__DIRECTIONS__
Reproduce each of the following entries verbatim, line for line.

(Portion of a data file)
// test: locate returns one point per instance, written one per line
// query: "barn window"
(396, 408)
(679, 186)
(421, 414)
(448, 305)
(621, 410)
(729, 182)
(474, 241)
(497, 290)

__FULL OUTPUT__
// test: locate returns one point per instance, written one per line
// query: "barn window"
(396, 408)
(679, 186)
(421, 414)
(448, 305)
(621, 410)
(729, 182)
(474, 241)
(497, 290)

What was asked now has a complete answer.